- _TASK PROMPT_
Every entry must be given again exactly.

- _DATA FOR THE TASK_
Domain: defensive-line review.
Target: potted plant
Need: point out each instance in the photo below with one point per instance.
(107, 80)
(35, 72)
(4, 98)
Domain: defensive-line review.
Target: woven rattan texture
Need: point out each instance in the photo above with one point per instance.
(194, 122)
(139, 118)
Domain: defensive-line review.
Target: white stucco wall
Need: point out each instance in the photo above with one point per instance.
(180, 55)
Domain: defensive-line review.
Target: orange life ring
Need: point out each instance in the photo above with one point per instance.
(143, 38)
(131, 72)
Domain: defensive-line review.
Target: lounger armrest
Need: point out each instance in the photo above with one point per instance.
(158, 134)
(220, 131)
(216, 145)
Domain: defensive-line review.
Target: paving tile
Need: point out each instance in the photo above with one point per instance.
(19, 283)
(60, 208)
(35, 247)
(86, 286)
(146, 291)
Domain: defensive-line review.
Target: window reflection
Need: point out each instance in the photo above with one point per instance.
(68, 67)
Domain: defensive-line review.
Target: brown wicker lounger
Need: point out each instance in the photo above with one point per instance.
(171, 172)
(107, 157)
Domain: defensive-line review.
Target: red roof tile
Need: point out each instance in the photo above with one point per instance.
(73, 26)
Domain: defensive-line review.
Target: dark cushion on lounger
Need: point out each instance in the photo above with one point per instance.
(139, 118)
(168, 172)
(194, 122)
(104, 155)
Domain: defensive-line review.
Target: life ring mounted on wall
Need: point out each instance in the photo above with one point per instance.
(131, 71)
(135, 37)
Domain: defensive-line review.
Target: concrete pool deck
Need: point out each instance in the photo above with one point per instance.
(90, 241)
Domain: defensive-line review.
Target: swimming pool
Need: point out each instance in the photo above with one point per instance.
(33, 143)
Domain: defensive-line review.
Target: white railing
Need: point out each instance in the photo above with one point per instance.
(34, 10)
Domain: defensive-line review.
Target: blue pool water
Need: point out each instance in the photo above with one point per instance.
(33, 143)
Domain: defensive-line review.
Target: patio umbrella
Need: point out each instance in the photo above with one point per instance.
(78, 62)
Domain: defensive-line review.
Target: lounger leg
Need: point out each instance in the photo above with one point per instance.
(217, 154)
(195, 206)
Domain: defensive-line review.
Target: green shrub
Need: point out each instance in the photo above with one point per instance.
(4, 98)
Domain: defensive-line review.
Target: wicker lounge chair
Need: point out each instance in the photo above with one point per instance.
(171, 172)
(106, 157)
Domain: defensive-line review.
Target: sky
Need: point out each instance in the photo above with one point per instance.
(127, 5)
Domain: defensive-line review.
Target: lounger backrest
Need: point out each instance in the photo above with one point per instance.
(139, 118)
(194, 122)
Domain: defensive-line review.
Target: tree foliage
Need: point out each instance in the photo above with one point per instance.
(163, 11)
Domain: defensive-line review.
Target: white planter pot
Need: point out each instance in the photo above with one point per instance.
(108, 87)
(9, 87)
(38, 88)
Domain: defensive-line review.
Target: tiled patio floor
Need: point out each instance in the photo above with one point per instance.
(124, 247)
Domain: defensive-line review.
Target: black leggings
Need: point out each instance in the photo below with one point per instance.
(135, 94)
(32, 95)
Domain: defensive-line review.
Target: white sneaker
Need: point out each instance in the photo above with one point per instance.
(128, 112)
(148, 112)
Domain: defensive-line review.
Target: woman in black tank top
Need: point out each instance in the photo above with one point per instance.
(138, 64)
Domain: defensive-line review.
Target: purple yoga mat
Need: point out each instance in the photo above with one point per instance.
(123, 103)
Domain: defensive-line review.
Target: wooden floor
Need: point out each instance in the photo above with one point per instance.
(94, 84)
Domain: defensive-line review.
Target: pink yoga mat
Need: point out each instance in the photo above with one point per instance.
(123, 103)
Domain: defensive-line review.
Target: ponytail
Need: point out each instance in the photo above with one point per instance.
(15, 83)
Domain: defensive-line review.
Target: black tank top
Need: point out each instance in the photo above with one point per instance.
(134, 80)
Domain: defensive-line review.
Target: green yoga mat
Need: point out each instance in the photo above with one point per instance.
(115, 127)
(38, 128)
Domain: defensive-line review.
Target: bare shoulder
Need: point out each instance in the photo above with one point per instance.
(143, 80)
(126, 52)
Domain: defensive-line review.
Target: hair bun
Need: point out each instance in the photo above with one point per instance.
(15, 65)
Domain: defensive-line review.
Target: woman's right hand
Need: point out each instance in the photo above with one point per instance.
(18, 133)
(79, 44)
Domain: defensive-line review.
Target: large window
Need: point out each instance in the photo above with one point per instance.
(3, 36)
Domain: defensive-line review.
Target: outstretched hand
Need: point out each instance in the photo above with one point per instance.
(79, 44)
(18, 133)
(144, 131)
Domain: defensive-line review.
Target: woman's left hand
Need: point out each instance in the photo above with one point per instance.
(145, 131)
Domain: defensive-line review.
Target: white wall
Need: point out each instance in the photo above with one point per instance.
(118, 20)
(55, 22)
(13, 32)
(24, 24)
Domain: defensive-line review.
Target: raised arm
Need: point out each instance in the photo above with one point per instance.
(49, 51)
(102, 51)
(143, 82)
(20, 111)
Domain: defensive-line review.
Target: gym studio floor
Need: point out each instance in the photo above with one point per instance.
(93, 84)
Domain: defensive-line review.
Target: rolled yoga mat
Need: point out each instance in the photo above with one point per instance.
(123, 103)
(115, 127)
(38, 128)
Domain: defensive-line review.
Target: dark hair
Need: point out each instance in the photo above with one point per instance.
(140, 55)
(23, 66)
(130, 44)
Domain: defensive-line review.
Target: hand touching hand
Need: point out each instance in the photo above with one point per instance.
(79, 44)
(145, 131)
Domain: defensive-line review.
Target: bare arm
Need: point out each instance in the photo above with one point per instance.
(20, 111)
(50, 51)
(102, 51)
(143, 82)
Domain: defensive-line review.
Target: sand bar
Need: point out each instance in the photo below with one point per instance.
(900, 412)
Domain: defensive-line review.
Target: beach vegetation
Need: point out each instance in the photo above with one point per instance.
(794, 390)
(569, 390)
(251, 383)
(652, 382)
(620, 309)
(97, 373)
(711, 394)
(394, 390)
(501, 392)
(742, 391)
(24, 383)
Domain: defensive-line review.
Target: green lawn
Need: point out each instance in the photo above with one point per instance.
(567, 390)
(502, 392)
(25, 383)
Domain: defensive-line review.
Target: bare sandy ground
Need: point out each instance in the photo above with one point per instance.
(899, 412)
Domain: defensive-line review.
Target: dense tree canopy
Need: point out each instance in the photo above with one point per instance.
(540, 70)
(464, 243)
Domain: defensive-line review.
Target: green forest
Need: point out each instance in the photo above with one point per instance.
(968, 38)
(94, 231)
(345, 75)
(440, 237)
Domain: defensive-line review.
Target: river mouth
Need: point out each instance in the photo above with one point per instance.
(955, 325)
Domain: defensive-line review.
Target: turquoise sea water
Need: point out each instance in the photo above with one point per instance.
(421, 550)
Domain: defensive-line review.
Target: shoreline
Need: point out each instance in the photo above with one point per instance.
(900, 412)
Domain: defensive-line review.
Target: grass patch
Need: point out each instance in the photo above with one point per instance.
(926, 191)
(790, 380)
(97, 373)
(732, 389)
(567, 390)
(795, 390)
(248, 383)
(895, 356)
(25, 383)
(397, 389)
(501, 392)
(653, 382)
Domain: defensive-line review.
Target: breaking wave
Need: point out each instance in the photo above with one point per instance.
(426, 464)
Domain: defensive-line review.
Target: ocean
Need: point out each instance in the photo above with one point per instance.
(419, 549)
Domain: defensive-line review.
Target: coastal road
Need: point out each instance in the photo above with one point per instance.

- _RIGHT ANSWER_
Domain: defensive-line review.
Target: potted plant
Need: point out each instance in the photo below with one point per instance.
(107, 80)
(35, 72)
(4, 98)
Domain: defensive-line review.
Target: woven rattan texture
Need: point out each instance in the photo above with one point per instance.
(194, 122)
(139, 118)
Domain: defensive-line review.
Target: white stucco wall
Need: point out each instance in the photo above with one point per instance.
(180, 55)
Domain: defensive-line review.
Target: orange life ring
Need: point out each instance in the photo above with one point per instance.
(143, 38)
(131, 72)
Domain: defensive-line review.
Target: lounger armrest
Need: point out each instance in the photo above with one point per instance.
(158, 134)
(220, 131)
(216, 145)
Domain: defensive-line review.
Target: paving tile
Need: point out each instance in the photo above with one point per instance.
(19, 283)
(60, 208)
(35, 247)
(86, 286)
(146, 291)
Domain: defensive-line review.
Target: window reflection
Need: point out each instance in the photo above with one point per instance.
(68, 67)
Domain: defensive-line review.
Target: brown wicker lounger
Need: point out each instance in the photo above with one point per instance.
(171, 172)
(107, 157)
Domain: defensive-line review.
Target: red roof tile
Need: point out each instance in the photo above with one point per instance.
(73, 26)
Domain: defensive-line review.
Target: dark cushion on lounger
Need: point out each instance in the photo above with one point per instance.
(139, 118)
(168, 172)
(194, 122)
(104, 155)
Domain: defensive-line review.
Target: life ring mounted on wall
Need: point out each instance in the photo above with one point per instance.
(131, 71)
(135, 37)
Domain: defensive-line review.
Target: concrete pool deck
Need: point out each instance in the photo above with one point per instance.
(90, 241)
Domain: defensive-line review.
Target: swimming pool
Need: point out each instance in the photo above with one point per instance.
(33, 143)
Domain: defensive-line review.
Target: white railing
Need: point out each instance in the photo above with one point per instance.
(34, 10)
Domain: defensive-line review.
Target: blue pool water
Need: point out each instance in the photo above with one point per instance.
(33, 143)
Domain: defensive-line review.
Target: patio umbrella
Need: point out each instance in the photo above with one point per instance.
(78, 62)
Domain: defensive-line review.
Target: lounger leg
Need: point out each instance in the photo above with one point per instance.
(217, 154)
(195, 206)
Domain: defensive-line review.
Target: green shrub
Need: point out each instance in the photo above with one point per instance.
(4, 98)
Domain: defensive-line review.
Target: wicker lounge chair
Need: point out each instance in the photo above with one point per instance.
(171, 172)
(106, 157)
Domain: defensive-line review.
Target: sky
Need: point out each instance in the photo above with one point per instance.
(127, 5)
Domain: defensive-line review.
Target: lounger backrest
Need: point out each instance in the photo above with one point per instance.
(139, 118)
(194, 122)
Domain: defensive-line review.
Target: tree foliage
Need: point out each instance in the photo above with one point per instance.
(163, 11)
Domain: defensive-line review.
Target: white planter pot
Need: point out each instance in the photo above with one point per instance.
(108, 87)
(9, 87)
(38, 88)
Domain: defensive-line review.
Target: tiled patio floor
Need: point out each instance in the photo above with one point per instance.
(124, 247)
Domain: defensive-line review.
Target: black leggings
Need: point out each instance in the photo below with one point per instance.
(135, 94)
(32, 95)
Domain: defensive-line review.
Target: white sneaker
Need: point out each instance in the photo above with one point per instance.
(128, 112)
(148, 112)
Domain: defensive-line review.
Target: woman in black tank top
Need: point out each instance in the photo above with one point per instance.
(138, 64)
Domain: defensive-line review.
Target: purple yoga mat
Need: point out each instance in the photo above with one point per instance.
(123, 103)
Domain: defensive-line review.
Target: wooden floor
Need: point out each instance in the photo above with one point per instance.
(94, 84)
Domain: defensive-line review.
Target: pink yoga mat
Need: point out each instance in the photo above with one point per instance.
(123, 103)
Domain: defensive-line review.
Target: ponytail
Need: point out each instance in the photo above with one point per instance.
(15, 83)
Domain: defensive-line review.
Target: black tank top
Need: point out each instance in the photo above with one point per instance.
(134, 80)
Domain: defensive-line review.
Target: green yoga mat
Need: point out each instance in the photo above with one point per instance.
(115, 127)
(38, 128)
Domain: defensive-line review.
Target: bare shoulder
Need: point out each instance in the photo above with one point per instance.
(143, 80)
(126, 52)
Domain: defensive-line review.
Target: hair bun
Need: point out each instance in the photo above with one point per instance.
(15, 65)
Domain: defensive-line review.
Target: woman's right hand
Need: point out each instance in the photo above with one point per instance.
(18, 133)
(79, 44)
Domain: defensive-line review.
Target: large window
Need: point out each instance in the photo above with one point per instance.
(3, 36)
Domain: defensive-line review.
Target: outstretched hand
Need: point out each instance in the photo above with one point per instance.
(79, 44)
(18, 133)
(144, 131)
Domain: defensive-line review.
Target: woman's left hand
Need: point out each instance in the photo above with one point per instance.
(145, 131)
Domain: defensive-line review.
Target: white wall
Need: point out each instance in the photo above with one point per instance.
(118, 20)
(55, 22)
(13, 32)
(24, 24)
Domain: defensive-line review.
Target: raised arm
Need: point out each instance in the photo above with one point per instance.
(49, 51)
(102, 51)
(143, 82)
(20, 111)
Domain: defensive-line review.
Target: gym studio floor
Need: point out each instance in the photo above with one point per instance.
(93, 84)
Domain: defensive-line review.
Target: rolled yoga mat
Need: point out each instance in the photo above with one point per instance.
(123, 103)
(115, 127)
(38, 128)
Domain: defensive-line review.
Target: dark hair
Need: point out each instance in the photo above with one point per instance.
(140, 55)
(23, 66)
(130, 44)
Domain: defensive-line review.
Target: hand touching hand
Need: point out each instance in the photo above with one point per instance.
(79, 44)
(145, 131)
Domain: defensive-line review.
Target: bare arm
Need: point out each instance in the photo above with one point per instance.
(20, 111)
(50, 51)
(102, 51)
(143, 82)
Domain: defensive-line review.
Target: sand bar
Need: point out each instance in the photo below with one point per instance.
(900, 412)
Domain: defensive-line review.
Target: beach vegetation
Need: point out each instance in the photo above with one point per instance.
(794, 390)
(569, 390)
(251, 383)
(652, 382)
(620, 309)
(97, 373)
(711, 394)
(394, 390)
(501, 392)
(742, 391)
(24, 383)
Domain: defensive-line review.
Target: green lawn
Need: point out each instance in the photo above with one point per instance.
(567, 390)
(502, 392)
(25, 383)
Domain: defensive-line review.
Target: bare sandy ground
Need: point out each instance in the photo above with one point per instance.
(899, 412)
Domain: defensive-line review.
Target: dense tree canopy
Need: point out each instance in the photo above with one point per instance.
(540, 70)
(464, 243)
Domain: defensive-line review.
Target: green forest
Need: point out each instance in the photo above with one point per instance.
(968, 38)
(94, 231)
(345, 75)
(440, 237)
Domain: defensive-line review.
Target: river mouth
Need: point out each instance in the photo above with one point per instance.
(955, 325)
Domain: defensive-line review.
Target: turquoise sea water
Need: point out each instance in the photo above with one point per instance.
(421, 550)
Domain: defensive-line review.
Target: shoreline
Need: point out each instance in the photo above with one point per instance.
(900, 412)
Domain: defensive-line review.
Target: grass patch
Need: point out each instance in the photo above with one point per instance.
(926, 191)
(790, 380)
(97, 373)
(732, 389)
(567, 390)
(795, 390)
(248, 383)
(895, 356)
(25, 383)
(397, 389)
(501, 392)
(653, 382)
Domain: defensive-line review.
Target: breaking wave
Need: point out each instance in the photo above with one point per instance.
(426, 464)
Domain: defensive-line review.
Target: ocean
Need: point out each instance in the photo above with one point per instance.
(419, 549)
Domain: defensive-line review.
Target: coastal road
Need: point out each instance in the photo above with one point per instance.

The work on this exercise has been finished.